> RECORDS SUPPLIED
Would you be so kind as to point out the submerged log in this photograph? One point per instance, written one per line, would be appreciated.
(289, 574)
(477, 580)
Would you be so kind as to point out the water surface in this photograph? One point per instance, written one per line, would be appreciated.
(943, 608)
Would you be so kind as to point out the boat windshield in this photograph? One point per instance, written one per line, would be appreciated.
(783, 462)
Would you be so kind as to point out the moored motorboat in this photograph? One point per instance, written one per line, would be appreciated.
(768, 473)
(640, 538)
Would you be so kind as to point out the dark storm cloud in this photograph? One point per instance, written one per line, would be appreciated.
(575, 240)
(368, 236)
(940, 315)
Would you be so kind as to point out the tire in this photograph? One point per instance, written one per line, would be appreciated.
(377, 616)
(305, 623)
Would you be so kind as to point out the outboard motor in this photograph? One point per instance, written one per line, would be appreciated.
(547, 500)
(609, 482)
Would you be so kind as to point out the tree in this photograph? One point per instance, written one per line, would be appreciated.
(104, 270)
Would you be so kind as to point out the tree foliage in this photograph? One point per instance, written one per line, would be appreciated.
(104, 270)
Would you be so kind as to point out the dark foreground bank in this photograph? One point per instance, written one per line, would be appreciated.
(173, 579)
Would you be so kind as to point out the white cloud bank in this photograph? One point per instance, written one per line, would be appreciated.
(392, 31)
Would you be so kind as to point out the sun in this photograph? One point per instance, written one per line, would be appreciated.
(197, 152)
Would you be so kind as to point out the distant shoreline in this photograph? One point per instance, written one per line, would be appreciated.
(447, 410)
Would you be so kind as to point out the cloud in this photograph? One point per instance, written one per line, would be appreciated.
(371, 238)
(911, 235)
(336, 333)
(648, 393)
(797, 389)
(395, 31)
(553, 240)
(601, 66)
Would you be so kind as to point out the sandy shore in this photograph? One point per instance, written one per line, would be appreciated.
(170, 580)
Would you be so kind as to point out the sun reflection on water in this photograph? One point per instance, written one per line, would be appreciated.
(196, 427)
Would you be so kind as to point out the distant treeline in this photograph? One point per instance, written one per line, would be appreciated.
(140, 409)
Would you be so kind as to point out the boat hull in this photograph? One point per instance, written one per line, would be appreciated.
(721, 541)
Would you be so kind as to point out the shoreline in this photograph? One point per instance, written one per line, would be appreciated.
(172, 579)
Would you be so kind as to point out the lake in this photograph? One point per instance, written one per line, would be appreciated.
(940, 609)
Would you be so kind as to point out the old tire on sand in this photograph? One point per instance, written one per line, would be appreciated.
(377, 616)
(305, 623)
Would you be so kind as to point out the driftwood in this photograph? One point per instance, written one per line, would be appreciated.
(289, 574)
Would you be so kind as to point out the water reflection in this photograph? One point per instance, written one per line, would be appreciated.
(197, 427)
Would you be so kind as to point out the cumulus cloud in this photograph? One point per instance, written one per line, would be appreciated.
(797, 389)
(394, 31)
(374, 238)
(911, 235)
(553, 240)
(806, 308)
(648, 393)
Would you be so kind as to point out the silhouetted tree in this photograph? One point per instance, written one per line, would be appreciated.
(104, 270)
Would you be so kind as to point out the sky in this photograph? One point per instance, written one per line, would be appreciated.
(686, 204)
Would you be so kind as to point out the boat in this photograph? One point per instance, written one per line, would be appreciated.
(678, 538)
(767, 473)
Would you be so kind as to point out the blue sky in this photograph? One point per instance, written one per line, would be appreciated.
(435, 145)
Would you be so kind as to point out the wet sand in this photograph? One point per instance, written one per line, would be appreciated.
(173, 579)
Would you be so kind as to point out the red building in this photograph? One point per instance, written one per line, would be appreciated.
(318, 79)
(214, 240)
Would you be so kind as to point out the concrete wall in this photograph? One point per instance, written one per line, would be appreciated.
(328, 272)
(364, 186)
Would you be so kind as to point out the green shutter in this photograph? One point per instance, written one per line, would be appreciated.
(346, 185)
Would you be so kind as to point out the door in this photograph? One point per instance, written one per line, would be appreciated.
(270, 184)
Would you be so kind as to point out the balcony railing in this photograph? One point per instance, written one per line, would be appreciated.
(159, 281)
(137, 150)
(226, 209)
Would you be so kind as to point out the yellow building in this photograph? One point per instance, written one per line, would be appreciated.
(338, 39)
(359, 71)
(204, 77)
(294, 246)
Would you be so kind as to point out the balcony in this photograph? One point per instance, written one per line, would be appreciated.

> WHAT THE TASK ASKS
Reproduce the material above. Do not change a word.

> OUTPUT BELOW
Would you be so kind as to point out the submerged log in this photograph? One point per instance, written one per line, would be appreciated.
(289, 574)
(477, 580)
Would you be so kind as to point out the water surface in this photograph? One point per instance, written one per line, would be appreciated.
(943, 608)
Would you be so kind as to point out the boat windshield in this photograph? One point per instance, written one per line, would be appreciated.
(783, 462)
Would you be so kind as to point out the moored motorboat in this photograph? One point per instance, written one per line, would be appreciated.
(768, 473)
(640, 538)
Would you be so kind as to point out the dark storm cloud in this photograph? One point per instance, written one per line, would be appreciated.
(575, 240)
(368, 236)
(940, 315)
Would you be so kind as to point out the tire in this photograph? One point per instance, written one per line, would be appreciated.
(377, 616)
(305, 623)
Would you be so kind as to point out the outboard motor in this photograph? One point per instance, written one per line, would be appreciated.
(547, 500)
(609, 482)
Would you be so kind as to point out the tree in this photograph? One point per instance, written one per line, would be appreciated.
(104, 270)
Would you be so kind as to point out the tree foliage in this photograph? One point per instance, written one per line, would be appreciated.
(104, 270)
Would you be so kind as to point out the dark foreground bank in this photograph? One point per instance, written one per line, would be appreciated.
(173, 579)
Would you be so kind as to point out the white cloud bank in this photograph? One point per instance, written one per line, would be appreciated.
(392, 31)
Would you be so kind as to point out the sun in this photograph? One point per instance, written one per line, would be appreciated.
(197, 152)
Would you be so kind as to point out the distant shoreline in this photograph? One point per instance, written one per line, would be appreciated.
(447, 410)
Would you be so kind as to point out the cloud in this photograph? One point per instance, written one per line, would be appreciated.
(371, 238)
(911, 235)
(336, 333)
(648, 393)
(797, 389)
(395, 31)
(553, 240)
(601, 66)
Would you be so kind as to point out the sandy shore in this photograph? One point per instance, written one per line, would be appreciated.
(170, 580)
Would you be so kind as to point out the sun reflection on water in this photograph? One point per instance, written one per line, would be appreciated.
(196, 427)
Would you be so kind as to point out the distant treeline in this photograph? One point per instance, written one per line, would be appreciated.
(140, 409)
Would you be so kind as to point out the boat hull in this photograph? One point per instance, written one per line, would be appreciated.
(721, 541)
Would you be so kind as to point out the shoreline in this photograph? One point per instance, written one per line, would be appreciated.
(172, 579)
Would you be so kind as to point out the lake in this photograph? One point per instance, written one per line, would be appreciated.
(940, 609)
Would you be so kind as to point out the old tire on sand in this photograph? One point per instance, written one per line, would be appreciated.
(377, 616)
(305, 623)
Would you be so kind as to point out the driftwood in this photograph? One point per instance, written one per line, would be appreciated.
(289, 574)
Would you be so kind as to point out the water reflection in this photograph? One point per instance, written one per line, would be appreciated.
(197, 427)
Would you be so kind as to point out the cumulus cloud in this photograph? One point per instance, written one per line, would be appreciated.
(797, 389)
(394, 31)
(374, 238)
(911, 235)
(553, 240)
(806, 308)
(648, 393)
Would you be so kind as to point out the silhouetted tree in this photograph? One point per instance, written one per line, would be appreciated.
(104, 270)
Would you be so kind as to point out the sky in this photograph? One point per instance, written one per line, would be appreciated.
(686, 204)
Would you be so kind as to point out the boat in this photograph? One point per instance, written one per line, would be appreciated.
(678, 538)
(767, 473)
Would you be so kind as to point out the blue sky in this photograph? One point per instance, written one per line, would be appreciated.
(435, 145)
Would you be so kind as to point out the wet sand in this photograph? One point per instance, written one per line, would be appreciated.
(173, 579)
Would you be so kind as to point out the red building in this photograph? One point per instance, written one per line, would be appreciated.
(318, 79)
(214, 240)
Would you be so kind as to point out the concrete wall in this photograph? One point per instance, written one per line, would be appreciated.
(328, 272)
(364, 186)
Would you be so kind as to point out the green shutter in this photograph? One point per instance, written one per line, would be appreciated.
(346, 185)
Would you be so kind as to point out the door in this photograph? One point per instance, written one per line, would be appreciated.
(270, 184)
Would you be so kind as to point out the balcony railing in this photograph? One point per instance, written one per line, would be appreciated.
(159, 281)
(137, 150)
(226, 209)
Would you be so kind as to point out the yellow building in this photograph? One point per instance, written one per line, would be appreciated.
(338, 39)
(359, 71)
(204, 77)
(294, 246)
Would you be so kind as to point out the balcony in this photograph? One point per instance, written one per line, would be appreciated.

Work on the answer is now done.